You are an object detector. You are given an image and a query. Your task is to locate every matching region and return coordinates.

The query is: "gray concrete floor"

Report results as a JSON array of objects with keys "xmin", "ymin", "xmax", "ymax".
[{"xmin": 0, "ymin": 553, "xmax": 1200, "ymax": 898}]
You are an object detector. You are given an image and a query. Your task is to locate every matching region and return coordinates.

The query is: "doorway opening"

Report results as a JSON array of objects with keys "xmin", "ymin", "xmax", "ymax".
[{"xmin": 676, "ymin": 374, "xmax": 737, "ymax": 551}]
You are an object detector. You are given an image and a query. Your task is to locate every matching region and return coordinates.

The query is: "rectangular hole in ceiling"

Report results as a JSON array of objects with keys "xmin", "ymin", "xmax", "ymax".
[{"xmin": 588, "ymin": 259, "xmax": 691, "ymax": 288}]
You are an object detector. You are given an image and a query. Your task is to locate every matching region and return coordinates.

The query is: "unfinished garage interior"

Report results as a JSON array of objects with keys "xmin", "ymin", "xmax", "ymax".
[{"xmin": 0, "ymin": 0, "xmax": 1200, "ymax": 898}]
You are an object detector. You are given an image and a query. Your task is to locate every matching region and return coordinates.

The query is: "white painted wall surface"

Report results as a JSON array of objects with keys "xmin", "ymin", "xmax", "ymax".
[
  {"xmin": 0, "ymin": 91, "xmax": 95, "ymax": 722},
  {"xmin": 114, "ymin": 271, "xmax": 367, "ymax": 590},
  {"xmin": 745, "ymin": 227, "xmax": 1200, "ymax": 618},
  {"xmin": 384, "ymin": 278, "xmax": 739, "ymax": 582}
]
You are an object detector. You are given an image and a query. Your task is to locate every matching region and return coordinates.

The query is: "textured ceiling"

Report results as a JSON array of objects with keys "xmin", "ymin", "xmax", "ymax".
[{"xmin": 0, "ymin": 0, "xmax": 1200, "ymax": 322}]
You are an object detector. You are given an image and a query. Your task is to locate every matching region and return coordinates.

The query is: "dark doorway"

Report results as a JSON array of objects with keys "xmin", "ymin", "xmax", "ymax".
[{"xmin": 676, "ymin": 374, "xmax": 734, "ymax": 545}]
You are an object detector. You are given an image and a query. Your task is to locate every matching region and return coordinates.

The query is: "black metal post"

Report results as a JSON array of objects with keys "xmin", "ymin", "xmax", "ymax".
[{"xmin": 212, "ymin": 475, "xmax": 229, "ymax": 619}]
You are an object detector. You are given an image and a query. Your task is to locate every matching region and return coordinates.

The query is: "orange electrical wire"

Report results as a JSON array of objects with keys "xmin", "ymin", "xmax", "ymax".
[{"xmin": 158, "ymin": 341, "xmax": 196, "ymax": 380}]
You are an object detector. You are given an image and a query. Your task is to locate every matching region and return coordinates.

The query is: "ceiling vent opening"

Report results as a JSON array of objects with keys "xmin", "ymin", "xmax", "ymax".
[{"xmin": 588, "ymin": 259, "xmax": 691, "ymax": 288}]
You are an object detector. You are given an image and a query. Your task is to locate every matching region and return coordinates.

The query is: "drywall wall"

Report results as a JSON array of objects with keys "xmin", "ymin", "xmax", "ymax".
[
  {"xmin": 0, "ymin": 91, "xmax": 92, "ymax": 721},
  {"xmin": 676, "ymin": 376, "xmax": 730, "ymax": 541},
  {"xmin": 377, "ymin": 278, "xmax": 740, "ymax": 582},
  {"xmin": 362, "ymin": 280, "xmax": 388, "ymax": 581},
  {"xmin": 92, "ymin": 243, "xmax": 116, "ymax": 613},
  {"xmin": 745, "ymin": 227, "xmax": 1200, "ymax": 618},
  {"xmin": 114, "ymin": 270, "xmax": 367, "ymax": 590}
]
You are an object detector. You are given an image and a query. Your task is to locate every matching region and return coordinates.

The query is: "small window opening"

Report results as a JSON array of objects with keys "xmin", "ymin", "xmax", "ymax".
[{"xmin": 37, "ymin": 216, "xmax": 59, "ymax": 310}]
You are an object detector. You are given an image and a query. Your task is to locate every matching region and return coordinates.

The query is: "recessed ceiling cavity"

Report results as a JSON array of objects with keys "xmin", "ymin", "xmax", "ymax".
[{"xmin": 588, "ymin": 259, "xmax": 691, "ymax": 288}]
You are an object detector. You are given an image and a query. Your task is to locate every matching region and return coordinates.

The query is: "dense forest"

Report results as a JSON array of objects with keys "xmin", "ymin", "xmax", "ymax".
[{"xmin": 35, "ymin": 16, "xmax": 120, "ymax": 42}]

★ ★ ★

**Your goal**
Please return the data above exactly as given.

**The result**
You are an object detector. You are given an image and a query. Your task is to locate every matching region and return coordinates.

The query is: "gray concrete floor"

Report results as a JSON array of objects with keys "xmin", "ymin", "xmax", "ymax".
[{"xmin": 0, "ymin": 553, "xmax": 1200, "ymax": 898}]
You are an object detector. You are given an image and a query. Your task is to locate every matching region and return coordinates.

The query is: "doorway opening"

Report results as a JSON array of objects with keys "xmin", "ymin", "xmax", "ymax".
[{"xmin": 676, "ymin": 374, "xmax": 737, "ymax": 551}]
You are an object detector. You are given an image and a query. Your task is to locate every matching region and return coordinates.

The query is: "rectangular hole in ceiling"

Report results as a JSON array of objects with keys "xmin", "ymin", "xmax", "ymax".
[{"xmin": 588, "ymin": 259, "xmax": 691, "ymax": 288}]
You are an object detector. You are given an image and a query. Your task is to locate every matching region and return coordinates.

The query is: "unfinished garage interior"

Report results as a JSON array of objects with keys "xmin", "ymin", "xmax", "ymax".
[{"xmin": 0, "ymin": 0, "xmax": 1200, "ymax": 898}]
You are an object detector. You are given an image and a query. Your task is to locate every matching region and return coordinates.

The query is: "white painted wall surface"

Report results as a JSON array of objects with keys "xmin", "ymin", "xmax", "ymax".
[
  {"xmin": 0, "ymin": 91, "xmax": 95, "ymax": 722},
  {"xmin": 114, "ymin": 271, "xmax": 367, "ymax": 590},
  {"xmin": 745, "ymin": 227, "xmax": 1200, "ymax": 618},
  {"xmin": 384, "ymin": 278, "xmax": 739, "ymax": 582}
]
You are an object detector. You are given an image and a query. Your task is to locate every matching region and return coordinates.

The query is: "textured ceiling"

Report results as a JSON array of objects with keys "xmin", "ymin", "xmax", "ymax".
[{"xmin": 0, "ymin": 0, "xmax": 1200, "ymax": 322}]
You are an object detector. You are given an image and a query. Your task is to locate every matching region and return coordinates.

The query is: "dark doorway"

Report results as a JSON array of objects with keys "xmin", "ymin", "xmax", "ymax".
[{"xmin": 676, "ymin": 374, "xmax": 734, "ymax": 545}]
You are an object detector. You are given an image and a query. Your task is to locate every matching region and return coordinates.

The query is: "black metal post"

Report results as a JSON array of objects with keys "xmin", "ymin", "xmax", "ymax".
[{"xmin": 212, "ymin": 475, "xmax": 229, "ymax": 619}]
You are an object detector. You are given an image and a query. Your task is to locate every matching region and return coordinates.

The query is: "orange electrical wire"

Report results as a JSON array of objects with keys "xmin", "ymin", "xmax", "ymax".
[{"xmin": 158, "ymin": 341, "xmax": 196, "ymax": 380}]
You are an object detector. You are given an image and a query. Your task is to locate every matching region and return coordinates.

The query is: "ceiling vent opening"

Report results as a JSON array of objects with keys "xmin", "ymin", "xmax", "ymax".
[{"xmin": 588, "ymin": 259, "xmax": 691, "ymax": 288}]
You are an object detector. You are given an image and a query. Your task is to locate every matching region and return coordinates.

The query is: "drywall wall"

Report results as a JSON array of objects with keys "xmin", "ymin", "xmax", "ymax".
[
  {"xmin": 0, "ymin": 91, "xmax": 92, "ymax": 721},
  {"xmin": 676, "ymin": 376, "xmax": 730, "ymax": 541},
  {"xmin": 377, "ymin": 278, "xmax": 740, "ymax": 582},
  {"xmin": 362, "ymin": 280, "xmax": 388, "ymax": 581},
  {"xmin": 92, "ymin": 243, "xmax": 116, "ymax": 613},
  {"xmin": 745, "ymin": 227, "xmax": 1200, "ymax": 618},
  {"xmin": 114, "ymin": 270, "xmax": 367, "ymax": 590}
]
You are an object detector. You are given an image and a query. Your task is to locate every matching region and return coordinates.

The query is: "small window opening"

Report results as a JSON array of objects with keys "xmin", "ymin", "xmax", "ymax".
[{"xmin": 37, "ymin": 216, "xmax": 59, "ymax": 310}]
You are an object detector. You are given an image and a query. Your task is to locate every matching region and return coordinates.

The query is: "recessed ceiling cavity"

Report results as a JSON array of objects with keys "xmin", "ymin", "xmax", "ymax".
[{"xmin": 588, "ymin": 259, "xmax": 691, "ymax": 288}]
You are an object detector. You are given an image and a query. Your task is to locate every matching region and return coordinates.

The query is: "dense forest"

Report results as a JSON array of objects with keys "xmin", "ymin", "xmax", "ymax".
[{"xmin": 35, "ymin": 16, "xmax": 120, "ymax": 42}]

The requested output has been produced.